### Work task
Please show every line in the entries below that includes the word "clicks".

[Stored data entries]
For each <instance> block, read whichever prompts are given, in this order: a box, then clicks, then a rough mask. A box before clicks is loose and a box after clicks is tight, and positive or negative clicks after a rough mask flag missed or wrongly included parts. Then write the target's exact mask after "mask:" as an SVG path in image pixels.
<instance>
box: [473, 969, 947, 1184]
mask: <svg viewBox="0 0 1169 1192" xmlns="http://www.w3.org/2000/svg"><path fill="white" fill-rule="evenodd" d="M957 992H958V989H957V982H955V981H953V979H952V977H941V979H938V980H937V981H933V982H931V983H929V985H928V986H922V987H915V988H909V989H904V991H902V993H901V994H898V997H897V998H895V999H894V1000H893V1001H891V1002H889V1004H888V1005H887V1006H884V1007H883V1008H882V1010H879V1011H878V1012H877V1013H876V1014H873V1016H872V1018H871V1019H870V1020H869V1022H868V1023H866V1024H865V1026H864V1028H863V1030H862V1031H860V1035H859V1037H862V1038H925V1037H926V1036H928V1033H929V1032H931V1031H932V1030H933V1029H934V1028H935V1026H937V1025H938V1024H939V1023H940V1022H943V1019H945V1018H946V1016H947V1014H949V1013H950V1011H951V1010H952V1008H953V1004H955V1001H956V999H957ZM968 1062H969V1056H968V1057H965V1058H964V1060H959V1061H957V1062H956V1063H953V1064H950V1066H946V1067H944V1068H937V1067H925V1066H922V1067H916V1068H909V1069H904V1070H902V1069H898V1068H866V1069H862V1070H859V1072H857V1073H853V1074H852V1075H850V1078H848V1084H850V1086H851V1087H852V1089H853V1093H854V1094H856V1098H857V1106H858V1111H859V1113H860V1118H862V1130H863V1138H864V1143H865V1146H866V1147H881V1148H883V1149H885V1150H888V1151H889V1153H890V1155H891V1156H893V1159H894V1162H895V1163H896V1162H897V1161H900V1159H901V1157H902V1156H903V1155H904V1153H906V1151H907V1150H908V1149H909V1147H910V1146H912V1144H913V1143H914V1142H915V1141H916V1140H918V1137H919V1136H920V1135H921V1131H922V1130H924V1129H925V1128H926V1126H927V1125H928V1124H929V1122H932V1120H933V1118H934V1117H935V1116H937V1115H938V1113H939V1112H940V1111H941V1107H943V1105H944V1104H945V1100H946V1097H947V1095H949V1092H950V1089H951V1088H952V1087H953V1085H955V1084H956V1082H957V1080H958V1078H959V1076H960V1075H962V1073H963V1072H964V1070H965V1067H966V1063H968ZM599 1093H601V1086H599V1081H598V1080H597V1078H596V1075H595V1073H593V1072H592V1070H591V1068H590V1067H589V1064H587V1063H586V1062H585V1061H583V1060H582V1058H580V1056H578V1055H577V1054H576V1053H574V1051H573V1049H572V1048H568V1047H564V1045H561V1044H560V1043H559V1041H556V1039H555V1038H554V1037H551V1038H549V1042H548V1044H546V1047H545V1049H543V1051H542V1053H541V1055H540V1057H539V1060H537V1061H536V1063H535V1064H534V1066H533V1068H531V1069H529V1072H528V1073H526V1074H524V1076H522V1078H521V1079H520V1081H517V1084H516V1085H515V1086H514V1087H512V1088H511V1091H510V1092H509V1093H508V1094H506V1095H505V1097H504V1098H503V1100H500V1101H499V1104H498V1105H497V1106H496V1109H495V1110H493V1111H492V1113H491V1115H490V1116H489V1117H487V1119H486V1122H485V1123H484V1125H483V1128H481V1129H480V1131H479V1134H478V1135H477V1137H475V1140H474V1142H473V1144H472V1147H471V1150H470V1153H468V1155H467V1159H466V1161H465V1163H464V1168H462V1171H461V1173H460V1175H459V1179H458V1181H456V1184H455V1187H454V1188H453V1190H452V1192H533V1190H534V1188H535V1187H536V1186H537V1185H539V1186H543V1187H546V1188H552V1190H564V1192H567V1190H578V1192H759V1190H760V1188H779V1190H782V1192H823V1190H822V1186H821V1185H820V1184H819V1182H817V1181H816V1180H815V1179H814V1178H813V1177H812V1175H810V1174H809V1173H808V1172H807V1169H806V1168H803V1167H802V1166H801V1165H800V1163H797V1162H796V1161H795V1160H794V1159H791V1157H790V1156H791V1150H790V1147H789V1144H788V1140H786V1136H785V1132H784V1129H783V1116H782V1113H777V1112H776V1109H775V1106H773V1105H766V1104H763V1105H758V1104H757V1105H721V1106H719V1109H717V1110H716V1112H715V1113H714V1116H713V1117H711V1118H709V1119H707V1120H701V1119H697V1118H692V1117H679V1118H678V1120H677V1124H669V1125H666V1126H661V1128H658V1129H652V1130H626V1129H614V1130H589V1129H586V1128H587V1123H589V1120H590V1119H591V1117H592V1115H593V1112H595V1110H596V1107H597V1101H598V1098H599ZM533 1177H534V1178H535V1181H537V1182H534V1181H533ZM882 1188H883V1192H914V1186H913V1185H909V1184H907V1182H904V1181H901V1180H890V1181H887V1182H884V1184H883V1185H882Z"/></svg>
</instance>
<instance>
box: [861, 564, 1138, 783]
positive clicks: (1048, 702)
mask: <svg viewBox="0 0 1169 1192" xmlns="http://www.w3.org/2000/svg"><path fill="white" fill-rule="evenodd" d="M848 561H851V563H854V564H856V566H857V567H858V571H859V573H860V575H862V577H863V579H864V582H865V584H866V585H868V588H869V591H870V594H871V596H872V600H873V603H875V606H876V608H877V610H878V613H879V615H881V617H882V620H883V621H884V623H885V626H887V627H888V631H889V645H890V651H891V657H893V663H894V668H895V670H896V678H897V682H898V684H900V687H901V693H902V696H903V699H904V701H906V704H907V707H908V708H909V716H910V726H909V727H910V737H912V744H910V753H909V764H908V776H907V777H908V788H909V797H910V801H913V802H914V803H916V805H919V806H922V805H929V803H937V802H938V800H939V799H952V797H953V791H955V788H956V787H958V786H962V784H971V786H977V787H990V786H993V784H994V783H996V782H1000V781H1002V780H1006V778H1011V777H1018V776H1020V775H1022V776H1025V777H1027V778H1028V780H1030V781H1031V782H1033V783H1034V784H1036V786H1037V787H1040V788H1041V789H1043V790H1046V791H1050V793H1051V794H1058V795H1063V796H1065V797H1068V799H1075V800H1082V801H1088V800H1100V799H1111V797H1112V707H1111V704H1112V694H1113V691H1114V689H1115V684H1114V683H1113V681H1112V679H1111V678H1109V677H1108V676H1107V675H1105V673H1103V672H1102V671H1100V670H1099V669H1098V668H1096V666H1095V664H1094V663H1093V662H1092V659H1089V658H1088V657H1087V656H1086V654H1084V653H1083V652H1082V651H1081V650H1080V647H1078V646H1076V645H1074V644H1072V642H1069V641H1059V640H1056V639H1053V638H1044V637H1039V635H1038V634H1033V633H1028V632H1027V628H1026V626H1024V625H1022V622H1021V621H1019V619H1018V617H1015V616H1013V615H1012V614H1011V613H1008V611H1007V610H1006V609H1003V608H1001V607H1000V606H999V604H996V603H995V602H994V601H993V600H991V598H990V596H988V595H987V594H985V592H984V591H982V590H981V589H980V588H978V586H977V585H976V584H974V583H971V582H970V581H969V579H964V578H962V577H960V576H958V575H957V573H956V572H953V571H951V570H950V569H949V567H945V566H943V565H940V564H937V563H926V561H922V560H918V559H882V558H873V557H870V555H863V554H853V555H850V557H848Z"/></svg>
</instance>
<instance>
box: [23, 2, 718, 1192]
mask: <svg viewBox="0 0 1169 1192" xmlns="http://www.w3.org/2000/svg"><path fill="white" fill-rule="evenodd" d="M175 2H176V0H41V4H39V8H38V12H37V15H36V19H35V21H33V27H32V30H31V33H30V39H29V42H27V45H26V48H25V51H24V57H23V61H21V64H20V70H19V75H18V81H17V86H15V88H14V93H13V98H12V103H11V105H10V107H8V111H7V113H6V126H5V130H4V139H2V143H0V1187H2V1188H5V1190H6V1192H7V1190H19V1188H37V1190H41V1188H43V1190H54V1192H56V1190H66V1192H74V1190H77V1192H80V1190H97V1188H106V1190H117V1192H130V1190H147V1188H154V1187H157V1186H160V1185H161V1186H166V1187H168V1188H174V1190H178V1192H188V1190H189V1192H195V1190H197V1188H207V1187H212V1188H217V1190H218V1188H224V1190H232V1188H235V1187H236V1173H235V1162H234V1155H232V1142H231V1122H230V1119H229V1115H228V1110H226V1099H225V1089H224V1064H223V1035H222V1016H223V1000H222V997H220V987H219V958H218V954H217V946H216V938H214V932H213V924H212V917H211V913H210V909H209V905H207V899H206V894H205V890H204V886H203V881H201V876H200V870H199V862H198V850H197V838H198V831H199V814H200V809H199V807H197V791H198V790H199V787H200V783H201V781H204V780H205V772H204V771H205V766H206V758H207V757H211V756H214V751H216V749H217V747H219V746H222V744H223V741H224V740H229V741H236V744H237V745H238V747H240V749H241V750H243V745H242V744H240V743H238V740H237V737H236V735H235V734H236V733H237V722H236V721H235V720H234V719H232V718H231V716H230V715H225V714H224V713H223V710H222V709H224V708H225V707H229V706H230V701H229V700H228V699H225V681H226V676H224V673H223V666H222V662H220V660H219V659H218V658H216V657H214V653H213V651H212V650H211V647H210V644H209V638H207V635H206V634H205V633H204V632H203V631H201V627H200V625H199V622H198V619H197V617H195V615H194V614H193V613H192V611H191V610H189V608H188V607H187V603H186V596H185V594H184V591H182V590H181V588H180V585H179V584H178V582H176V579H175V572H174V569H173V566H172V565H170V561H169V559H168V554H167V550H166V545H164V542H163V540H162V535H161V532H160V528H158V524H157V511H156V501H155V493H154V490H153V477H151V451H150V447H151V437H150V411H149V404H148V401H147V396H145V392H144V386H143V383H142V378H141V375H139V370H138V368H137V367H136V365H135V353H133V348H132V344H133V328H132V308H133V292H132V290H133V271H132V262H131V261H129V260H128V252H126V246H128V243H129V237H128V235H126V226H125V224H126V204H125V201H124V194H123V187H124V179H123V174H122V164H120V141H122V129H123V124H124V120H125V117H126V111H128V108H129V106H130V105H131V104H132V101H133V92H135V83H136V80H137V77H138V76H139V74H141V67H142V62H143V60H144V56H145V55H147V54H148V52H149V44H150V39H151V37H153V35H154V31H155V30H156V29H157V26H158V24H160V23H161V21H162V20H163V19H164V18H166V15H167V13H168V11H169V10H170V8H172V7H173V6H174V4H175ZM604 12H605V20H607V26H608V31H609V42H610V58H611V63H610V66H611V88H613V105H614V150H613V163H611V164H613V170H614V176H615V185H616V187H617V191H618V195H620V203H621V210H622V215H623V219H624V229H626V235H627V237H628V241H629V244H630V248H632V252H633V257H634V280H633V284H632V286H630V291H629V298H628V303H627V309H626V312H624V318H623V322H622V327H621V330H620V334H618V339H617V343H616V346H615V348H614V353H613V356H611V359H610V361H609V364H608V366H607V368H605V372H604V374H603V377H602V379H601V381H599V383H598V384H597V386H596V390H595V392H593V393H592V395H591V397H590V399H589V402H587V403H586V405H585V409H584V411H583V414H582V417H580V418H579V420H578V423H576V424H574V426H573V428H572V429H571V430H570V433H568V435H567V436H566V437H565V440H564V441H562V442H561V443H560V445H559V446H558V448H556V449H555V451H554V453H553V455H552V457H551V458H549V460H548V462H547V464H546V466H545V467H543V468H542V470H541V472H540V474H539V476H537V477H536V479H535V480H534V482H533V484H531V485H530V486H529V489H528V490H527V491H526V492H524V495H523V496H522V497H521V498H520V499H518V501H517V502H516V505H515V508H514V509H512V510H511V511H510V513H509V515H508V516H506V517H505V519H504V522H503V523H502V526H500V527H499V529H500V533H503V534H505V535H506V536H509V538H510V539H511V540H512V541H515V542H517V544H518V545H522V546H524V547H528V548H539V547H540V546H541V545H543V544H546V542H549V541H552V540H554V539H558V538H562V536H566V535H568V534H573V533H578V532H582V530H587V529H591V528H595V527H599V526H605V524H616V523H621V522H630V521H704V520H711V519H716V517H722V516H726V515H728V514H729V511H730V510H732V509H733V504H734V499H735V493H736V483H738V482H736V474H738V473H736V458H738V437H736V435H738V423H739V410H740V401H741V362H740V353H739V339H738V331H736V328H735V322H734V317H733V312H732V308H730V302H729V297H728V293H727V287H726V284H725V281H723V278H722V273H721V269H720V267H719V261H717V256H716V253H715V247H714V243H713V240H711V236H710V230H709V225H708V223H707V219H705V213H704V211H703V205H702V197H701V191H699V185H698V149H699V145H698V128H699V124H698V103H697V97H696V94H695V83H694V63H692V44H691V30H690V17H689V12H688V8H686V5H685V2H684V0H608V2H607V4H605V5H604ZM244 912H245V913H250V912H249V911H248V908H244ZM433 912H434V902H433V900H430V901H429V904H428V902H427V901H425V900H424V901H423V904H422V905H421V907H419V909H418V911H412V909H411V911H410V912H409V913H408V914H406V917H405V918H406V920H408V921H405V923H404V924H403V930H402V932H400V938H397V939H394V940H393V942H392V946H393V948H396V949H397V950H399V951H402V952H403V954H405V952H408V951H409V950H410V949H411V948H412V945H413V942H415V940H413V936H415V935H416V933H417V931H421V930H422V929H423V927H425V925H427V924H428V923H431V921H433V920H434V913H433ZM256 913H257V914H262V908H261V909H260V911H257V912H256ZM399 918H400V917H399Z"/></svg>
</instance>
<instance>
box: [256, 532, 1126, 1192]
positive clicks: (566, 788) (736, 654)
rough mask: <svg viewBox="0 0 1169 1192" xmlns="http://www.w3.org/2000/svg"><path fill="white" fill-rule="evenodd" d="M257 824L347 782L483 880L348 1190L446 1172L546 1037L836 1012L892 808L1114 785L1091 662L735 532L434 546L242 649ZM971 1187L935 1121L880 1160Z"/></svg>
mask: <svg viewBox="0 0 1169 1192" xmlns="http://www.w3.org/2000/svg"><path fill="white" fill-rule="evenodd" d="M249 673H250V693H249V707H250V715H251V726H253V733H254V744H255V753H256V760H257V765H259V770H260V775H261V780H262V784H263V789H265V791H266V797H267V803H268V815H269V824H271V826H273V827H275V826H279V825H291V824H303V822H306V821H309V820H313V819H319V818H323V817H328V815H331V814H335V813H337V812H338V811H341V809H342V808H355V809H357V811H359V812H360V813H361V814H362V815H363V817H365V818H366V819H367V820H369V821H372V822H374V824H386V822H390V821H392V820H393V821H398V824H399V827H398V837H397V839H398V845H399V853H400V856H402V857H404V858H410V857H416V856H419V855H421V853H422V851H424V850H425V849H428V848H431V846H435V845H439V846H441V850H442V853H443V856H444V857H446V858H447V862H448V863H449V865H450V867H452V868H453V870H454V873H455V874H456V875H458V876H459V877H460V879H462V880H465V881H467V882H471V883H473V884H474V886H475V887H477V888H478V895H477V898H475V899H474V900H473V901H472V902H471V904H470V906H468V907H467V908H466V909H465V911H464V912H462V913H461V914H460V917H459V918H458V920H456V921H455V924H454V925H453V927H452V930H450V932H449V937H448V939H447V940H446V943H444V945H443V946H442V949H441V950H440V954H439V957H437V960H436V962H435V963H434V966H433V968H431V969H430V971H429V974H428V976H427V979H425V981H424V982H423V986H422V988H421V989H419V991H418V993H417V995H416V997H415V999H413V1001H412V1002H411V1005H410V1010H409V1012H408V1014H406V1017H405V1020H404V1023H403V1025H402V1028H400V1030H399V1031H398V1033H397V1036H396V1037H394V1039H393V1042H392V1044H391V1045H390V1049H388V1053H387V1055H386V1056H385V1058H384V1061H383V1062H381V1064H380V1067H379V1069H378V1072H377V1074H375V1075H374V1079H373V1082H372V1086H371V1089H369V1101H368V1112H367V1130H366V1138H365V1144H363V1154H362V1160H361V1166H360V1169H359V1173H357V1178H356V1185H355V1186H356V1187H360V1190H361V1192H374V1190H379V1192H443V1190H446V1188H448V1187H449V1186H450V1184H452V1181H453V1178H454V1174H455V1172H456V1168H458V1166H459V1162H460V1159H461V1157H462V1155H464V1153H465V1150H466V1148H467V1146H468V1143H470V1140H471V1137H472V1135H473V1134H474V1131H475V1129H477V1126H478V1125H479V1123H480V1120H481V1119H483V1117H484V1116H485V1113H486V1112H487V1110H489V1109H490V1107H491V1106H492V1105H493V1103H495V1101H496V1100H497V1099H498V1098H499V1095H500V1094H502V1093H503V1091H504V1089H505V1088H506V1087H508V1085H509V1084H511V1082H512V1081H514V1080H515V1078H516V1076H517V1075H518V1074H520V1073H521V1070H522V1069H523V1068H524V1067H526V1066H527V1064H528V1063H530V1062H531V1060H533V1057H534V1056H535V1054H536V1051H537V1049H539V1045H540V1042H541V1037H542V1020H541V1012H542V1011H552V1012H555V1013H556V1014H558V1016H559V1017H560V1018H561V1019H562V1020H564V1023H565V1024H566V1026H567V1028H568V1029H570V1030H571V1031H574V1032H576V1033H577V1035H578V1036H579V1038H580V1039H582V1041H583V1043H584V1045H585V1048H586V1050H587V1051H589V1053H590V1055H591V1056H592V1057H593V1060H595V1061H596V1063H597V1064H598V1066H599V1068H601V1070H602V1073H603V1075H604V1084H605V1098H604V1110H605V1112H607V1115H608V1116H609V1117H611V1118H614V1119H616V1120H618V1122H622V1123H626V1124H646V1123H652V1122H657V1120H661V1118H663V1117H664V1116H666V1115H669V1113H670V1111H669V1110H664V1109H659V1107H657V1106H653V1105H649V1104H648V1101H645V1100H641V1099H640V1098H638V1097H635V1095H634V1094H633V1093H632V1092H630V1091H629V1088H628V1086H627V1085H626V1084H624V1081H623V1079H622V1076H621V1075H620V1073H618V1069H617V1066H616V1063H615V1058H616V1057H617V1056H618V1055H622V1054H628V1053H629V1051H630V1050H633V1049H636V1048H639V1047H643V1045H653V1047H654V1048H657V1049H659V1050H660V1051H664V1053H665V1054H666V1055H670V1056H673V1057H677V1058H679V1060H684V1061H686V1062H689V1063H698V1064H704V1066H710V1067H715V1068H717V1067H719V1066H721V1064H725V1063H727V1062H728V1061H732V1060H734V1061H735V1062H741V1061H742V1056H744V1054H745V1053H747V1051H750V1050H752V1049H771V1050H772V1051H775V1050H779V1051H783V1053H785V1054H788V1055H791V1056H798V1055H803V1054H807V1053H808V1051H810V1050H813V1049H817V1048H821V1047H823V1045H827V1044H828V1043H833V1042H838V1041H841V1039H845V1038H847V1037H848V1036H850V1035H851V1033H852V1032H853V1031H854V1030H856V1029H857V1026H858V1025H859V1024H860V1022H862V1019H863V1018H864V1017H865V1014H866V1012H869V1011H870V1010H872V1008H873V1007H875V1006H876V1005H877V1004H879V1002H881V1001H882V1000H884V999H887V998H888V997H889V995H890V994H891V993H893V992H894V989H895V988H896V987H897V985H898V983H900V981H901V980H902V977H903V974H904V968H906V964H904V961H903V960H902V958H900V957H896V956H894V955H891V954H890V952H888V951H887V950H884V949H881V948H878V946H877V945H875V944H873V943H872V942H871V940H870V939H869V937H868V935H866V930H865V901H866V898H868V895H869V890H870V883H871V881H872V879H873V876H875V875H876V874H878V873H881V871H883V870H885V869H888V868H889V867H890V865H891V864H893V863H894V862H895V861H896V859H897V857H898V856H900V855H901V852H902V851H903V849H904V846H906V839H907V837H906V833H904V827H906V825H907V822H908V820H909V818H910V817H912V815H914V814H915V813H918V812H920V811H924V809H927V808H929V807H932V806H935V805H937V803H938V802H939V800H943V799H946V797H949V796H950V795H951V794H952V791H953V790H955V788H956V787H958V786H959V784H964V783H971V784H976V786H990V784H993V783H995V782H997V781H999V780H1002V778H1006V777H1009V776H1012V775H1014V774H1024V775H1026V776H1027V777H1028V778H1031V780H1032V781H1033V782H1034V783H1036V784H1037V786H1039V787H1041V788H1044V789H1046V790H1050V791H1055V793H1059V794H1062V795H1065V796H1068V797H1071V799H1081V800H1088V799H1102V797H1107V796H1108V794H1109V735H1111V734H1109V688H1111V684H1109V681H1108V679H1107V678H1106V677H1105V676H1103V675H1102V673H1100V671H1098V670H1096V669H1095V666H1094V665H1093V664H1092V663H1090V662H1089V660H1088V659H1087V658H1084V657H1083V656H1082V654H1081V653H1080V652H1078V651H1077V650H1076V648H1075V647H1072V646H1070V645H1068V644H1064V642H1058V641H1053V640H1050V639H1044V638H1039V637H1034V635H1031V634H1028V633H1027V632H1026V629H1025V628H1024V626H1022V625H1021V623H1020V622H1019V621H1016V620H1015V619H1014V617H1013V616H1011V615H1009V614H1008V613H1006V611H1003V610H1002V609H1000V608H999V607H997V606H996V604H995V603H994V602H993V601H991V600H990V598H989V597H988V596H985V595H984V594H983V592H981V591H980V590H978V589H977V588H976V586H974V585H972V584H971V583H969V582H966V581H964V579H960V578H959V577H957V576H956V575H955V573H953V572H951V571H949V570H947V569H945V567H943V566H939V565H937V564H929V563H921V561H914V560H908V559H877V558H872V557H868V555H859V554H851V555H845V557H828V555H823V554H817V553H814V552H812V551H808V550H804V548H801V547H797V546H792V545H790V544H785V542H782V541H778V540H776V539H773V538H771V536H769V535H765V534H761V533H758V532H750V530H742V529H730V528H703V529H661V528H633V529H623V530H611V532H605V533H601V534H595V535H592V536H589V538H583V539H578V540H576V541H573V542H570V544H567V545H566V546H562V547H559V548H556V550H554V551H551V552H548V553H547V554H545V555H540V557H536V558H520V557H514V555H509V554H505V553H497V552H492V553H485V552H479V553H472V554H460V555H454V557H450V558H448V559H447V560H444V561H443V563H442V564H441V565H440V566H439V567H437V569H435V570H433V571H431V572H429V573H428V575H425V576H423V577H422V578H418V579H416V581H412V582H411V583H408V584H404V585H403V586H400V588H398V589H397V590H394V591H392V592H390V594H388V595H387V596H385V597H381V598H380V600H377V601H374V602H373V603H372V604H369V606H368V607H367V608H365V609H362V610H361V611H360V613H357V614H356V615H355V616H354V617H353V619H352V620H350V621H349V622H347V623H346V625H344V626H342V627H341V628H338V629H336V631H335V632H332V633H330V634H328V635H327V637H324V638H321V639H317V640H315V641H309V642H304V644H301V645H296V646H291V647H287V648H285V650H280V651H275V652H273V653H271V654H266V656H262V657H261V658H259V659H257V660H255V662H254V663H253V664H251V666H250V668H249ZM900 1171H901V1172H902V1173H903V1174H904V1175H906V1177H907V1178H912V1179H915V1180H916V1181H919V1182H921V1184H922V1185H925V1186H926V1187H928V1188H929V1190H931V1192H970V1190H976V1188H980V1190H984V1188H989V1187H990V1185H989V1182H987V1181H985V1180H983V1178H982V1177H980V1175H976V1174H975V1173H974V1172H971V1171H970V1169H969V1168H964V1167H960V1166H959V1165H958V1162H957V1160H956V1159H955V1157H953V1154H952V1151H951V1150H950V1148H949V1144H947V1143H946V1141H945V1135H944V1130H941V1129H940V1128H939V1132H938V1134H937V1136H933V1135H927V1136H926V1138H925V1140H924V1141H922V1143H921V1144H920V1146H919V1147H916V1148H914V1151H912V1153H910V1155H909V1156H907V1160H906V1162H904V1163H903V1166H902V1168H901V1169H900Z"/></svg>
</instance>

### Written response
For each <instance> block, read whichever prompts are given, in this order: a box, then clicks, then a rough mask. A box before clicks is loose and a box after clicks is tight, and positive or negative clicks after a rough mask flag missed or wrongly included parts. Then write the target's exact mask after "mask:" as an SVG path in image pixels.
positive clicks: (1048, 702)
positive clicks: (566, 788) (736, 654)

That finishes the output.